_REQUIRED TASKS_.
1) Answer the following questions about the passage on Merah:
(a) Which former official told La Dépêche du Midi that Merah was an informant for French intelligence, and what post had he held?
(b) In which two countries does the passage say Merah visited so-called 'Islamic militants'?
(c) Which newspaper reported Merah's trip to Israel, and in what month and year did the trip take place?
2) Print everything in the passage on Merah from "Being an intelligence" down to "very closely watched.".

_TEXT PASSAGE_.

Despite Squarcini's insistence that none of this means anything in particular other than Merah was a 'lone wolf', it is clear that Merah was a French intelligence asset and had a French intelligence 'handler'. If not, how do we explain his obviously close relationship with French intelligence, and the fact that he appears to have been able to call them whenever he wished? In fact, Squarcini's claim is directly challenged by the former head of France's counter-espionage service (DST), Yves Bonnet, who told the Toulouse newspaper La Dépêche du Midi that Merah was clearly an informant for French intelligence, and that the status of 'informant' is "no small thing". Bonnet also questioned why the 'RAID' (anti-terrorist SWAT team) was used when the GIGN (hostage negotiation team from the Gendarmerie) are recognised as the best trained and equipped, and suggested that Merah could easily have been captured alive.
Being an intelligence informant or asset is indeed 'no small thing', especially in Merah's case where he seems to have been used by French intelligence to visit with, and report back on, so-called 'Islamic militants' in Afghanistan and Pakistan. Given that the French government takes the threat from 'Islamic terrorism' so seriously, how closely do we suppose they would have watched and controlled the movement of one of their informants that they had been sending into the heart of Islamic terror land to undergo training and generally pose as a 'jihadi'? Surely the risk of such an informant 'turning bad' and double crossing them is top of their list of potential problems and he would, therefore, be very closely watched.
It has been confirmed that Merah also traveled to Israel. Italian newspaper Il Foglio, citing 'intelligence sources', said Merah travelled to Israel in September 2010 using cover provided by the French external intelligence service, the Direction Générale de la Sécurité Extérieure (DGSE). The point of a trip to Israel is to prove to would be 'Jihadis' that Merah could easily pass through Israeli airport security, which is understood to be the toughest in the world, and thereby establish his credentials as a useful 'terrorist'.

_EXTRACTED ENTRIES_.
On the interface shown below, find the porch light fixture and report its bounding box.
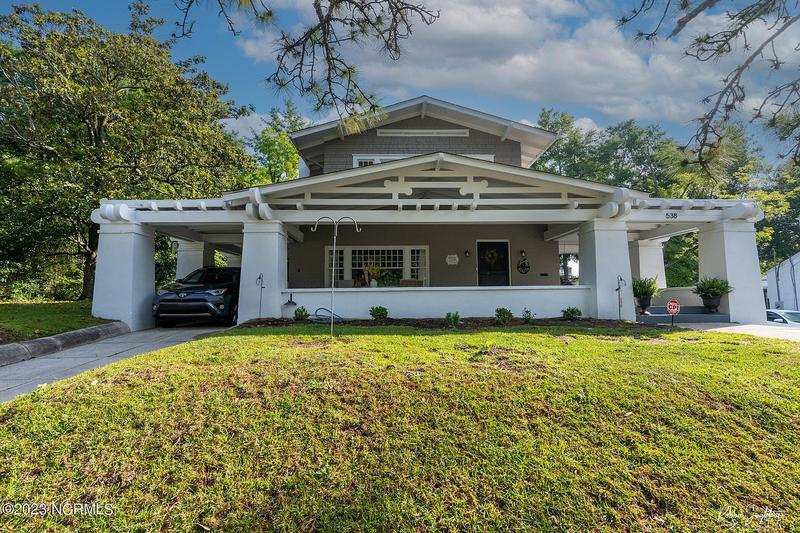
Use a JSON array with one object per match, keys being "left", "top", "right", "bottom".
[{"left": 312, "top": 217, "right": 361, "bottom": 337}]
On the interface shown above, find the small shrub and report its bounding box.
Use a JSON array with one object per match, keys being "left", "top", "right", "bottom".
[
  {"left": 369, "top": 305, "right": 389, "bottom": 320},
  {"left": 692, "top": 278, "right": 733, "bottom": 300},
  {"left": 522, "top": 307, "right": 535, "bottom": 324},
  {"left": 444, "top": 311, "right": 461, "bottom": 328},
  {"left": 294, "top": 305, "right": 308, "bottom": 322},
  {"left": 632, "top": 278, "right": 661, "bottom": 298},
  {"left": 494, "top": 307, "right": 514, "bottom": 326}
]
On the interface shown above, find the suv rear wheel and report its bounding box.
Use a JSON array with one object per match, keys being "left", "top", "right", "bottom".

_LIST OF ANSWERS_.
1)
(a) Yves Bonnet, former head of France's counter-espionage service (DST).
(b) Afghanistan and Pakistan.
(c) Il Foglio; September 2010.

2)
Being an intelligence informant or asset is indeed 'no small thing', especially in Merah's case where he seems to have been used by French intelligence to visit with, and report back on, so-called 'Islamic militants' in Afghanistan and Pakistan. Given that the French government takes the threat from 'Islamic terrorism' so seriously, how closely do we suppose they would have watched and controlled the movement of one of their informants that they had been sending into the heart of Islamic terror land to undergo training and generally pose as a 'jihadi'? Surely the risk of such an informant 'turning bad' and double crossing them is top of their list of potential problems and he would, therefore, be very closely watched.